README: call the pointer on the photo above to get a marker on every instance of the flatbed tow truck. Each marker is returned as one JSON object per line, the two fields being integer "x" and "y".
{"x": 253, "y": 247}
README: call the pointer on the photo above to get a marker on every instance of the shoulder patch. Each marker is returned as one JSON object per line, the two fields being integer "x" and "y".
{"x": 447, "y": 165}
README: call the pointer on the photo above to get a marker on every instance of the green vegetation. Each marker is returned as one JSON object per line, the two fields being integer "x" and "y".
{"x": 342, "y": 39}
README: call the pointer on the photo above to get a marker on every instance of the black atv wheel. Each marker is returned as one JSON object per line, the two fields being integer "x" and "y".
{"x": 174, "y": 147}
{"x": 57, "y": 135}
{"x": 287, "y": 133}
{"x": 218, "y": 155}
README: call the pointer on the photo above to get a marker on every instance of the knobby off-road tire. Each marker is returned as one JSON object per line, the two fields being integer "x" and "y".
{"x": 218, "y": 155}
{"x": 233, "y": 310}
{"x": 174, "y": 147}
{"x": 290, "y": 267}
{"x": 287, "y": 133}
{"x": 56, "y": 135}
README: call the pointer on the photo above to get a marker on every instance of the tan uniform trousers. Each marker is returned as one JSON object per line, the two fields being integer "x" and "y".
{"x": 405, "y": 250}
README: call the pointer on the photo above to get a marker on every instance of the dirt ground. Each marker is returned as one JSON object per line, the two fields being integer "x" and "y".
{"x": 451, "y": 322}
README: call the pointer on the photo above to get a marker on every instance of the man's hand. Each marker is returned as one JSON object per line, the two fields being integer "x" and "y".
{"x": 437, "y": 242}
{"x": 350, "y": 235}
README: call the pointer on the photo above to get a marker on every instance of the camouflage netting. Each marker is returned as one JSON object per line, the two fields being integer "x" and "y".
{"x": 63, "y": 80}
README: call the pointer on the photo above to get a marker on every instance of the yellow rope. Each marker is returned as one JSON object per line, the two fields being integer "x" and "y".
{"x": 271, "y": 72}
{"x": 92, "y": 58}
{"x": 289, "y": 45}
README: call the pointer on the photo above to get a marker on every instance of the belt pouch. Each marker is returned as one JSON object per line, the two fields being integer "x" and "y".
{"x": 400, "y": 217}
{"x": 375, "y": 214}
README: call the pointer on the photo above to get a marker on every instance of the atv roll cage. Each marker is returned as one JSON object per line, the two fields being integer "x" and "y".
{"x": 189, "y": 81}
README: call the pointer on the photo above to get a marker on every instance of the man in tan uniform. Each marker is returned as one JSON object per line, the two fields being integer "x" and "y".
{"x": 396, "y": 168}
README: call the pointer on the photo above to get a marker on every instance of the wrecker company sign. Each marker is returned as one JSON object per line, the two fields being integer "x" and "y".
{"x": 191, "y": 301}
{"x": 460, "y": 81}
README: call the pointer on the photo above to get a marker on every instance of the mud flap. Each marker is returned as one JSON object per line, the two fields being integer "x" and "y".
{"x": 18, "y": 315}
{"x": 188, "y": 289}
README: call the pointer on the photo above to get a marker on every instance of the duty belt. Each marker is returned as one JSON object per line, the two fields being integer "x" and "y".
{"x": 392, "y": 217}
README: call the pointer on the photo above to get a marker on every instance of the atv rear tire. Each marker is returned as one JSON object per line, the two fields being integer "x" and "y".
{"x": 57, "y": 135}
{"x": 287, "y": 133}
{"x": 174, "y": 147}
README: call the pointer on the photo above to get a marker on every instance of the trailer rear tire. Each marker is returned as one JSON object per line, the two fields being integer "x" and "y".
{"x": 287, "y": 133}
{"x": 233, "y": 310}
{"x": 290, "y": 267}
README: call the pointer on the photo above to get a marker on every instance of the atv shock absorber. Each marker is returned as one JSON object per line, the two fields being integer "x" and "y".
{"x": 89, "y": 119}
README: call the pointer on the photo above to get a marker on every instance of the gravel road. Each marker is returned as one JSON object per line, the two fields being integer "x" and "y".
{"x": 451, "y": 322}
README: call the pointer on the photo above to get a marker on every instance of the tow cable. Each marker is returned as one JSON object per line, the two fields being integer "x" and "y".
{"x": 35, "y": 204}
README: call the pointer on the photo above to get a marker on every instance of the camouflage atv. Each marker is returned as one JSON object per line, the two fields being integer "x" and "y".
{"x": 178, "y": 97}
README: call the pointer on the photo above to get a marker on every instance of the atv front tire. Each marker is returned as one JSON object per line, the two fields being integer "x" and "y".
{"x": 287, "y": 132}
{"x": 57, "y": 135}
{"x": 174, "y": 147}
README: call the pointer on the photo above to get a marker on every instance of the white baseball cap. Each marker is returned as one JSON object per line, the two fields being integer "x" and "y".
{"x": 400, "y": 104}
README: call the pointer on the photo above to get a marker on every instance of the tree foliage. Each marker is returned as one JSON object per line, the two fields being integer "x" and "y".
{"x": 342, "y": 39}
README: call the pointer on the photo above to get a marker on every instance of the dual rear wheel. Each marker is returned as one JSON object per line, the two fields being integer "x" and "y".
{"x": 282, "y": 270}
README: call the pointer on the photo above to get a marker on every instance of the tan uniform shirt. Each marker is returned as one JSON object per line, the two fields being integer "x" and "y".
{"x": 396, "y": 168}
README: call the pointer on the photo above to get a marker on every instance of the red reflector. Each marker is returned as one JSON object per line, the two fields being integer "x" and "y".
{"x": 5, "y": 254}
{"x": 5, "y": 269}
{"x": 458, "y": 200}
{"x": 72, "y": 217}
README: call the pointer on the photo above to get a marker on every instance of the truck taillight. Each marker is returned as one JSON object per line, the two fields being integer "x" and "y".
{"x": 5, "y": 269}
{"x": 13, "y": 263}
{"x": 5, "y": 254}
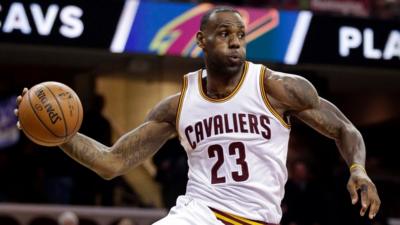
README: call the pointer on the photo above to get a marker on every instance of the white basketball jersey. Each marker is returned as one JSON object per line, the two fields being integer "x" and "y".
{"x": 236, "y": 146}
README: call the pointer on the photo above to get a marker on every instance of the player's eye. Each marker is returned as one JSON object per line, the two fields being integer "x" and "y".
{"x": 223, "y": 34}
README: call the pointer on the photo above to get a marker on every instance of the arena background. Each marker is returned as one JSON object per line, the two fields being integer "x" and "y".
{"x": 134, "y": 53}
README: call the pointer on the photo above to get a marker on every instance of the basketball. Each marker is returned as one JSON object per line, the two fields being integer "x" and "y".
{"x": 50, "y": 113}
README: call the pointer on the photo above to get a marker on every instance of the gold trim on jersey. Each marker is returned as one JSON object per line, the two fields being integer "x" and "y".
{"x": 183, "y": 92}
{"x": 267, "y": 102}
{"x": 228, "y": 218}
{"x": 200, "y": 85}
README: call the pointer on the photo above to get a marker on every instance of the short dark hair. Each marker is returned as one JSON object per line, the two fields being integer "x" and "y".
{"x": 218, "y": 9}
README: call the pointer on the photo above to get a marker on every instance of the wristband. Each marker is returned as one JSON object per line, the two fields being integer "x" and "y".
{"x": 355, "y": 165}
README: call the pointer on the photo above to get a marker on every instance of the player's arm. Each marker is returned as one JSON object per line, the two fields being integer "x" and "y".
{"x": 132, "y": 148}
{"x": 301, "y": 100}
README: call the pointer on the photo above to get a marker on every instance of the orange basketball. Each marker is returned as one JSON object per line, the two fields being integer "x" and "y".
{"x": 50, "y": 113}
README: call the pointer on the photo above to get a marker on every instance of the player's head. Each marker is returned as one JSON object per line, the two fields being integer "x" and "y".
{"x": 222, "y": 39}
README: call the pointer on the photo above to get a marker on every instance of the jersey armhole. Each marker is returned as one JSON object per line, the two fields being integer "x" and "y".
{"x": 181, "y": 98}
{"x": 267, "y": 102}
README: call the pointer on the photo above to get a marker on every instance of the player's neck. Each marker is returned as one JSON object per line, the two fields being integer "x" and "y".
{"x": 220, "y": 84}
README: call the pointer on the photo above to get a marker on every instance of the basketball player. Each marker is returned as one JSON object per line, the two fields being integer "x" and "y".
{"x": 231, "y": 118}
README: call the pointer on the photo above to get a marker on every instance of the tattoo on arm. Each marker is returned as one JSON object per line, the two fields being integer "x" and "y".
{"x": 131, "y": 149}
{"x": 329, "y": 121}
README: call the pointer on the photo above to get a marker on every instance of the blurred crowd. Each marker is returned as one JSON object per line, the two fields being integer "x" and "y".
{"x": 380, "y": 9}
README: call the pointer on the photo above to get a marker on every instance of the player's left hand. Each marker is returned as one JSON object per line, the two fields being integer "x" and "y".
{"x": 359, "y": 180}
+ + + + + + +
Assignment:
Could you write out, exactly as given, the lines from the one holding "of the blurred" through the end of the listing, and nothing else?

Output below:
README: call the pointer on the photo above to get a marker on every instance of the blurred crowd. Each marker is returned as one JSON object per line, the two fields being integer "x" and "y".
{"x": 380, "y": 9}
README: call the pointer on the photo above to get a marker on every instance of the player's left hand. Each marker is returned as one JSON object per line, the two fields being integer "x" and "y".
{"x": 359, "y": 180}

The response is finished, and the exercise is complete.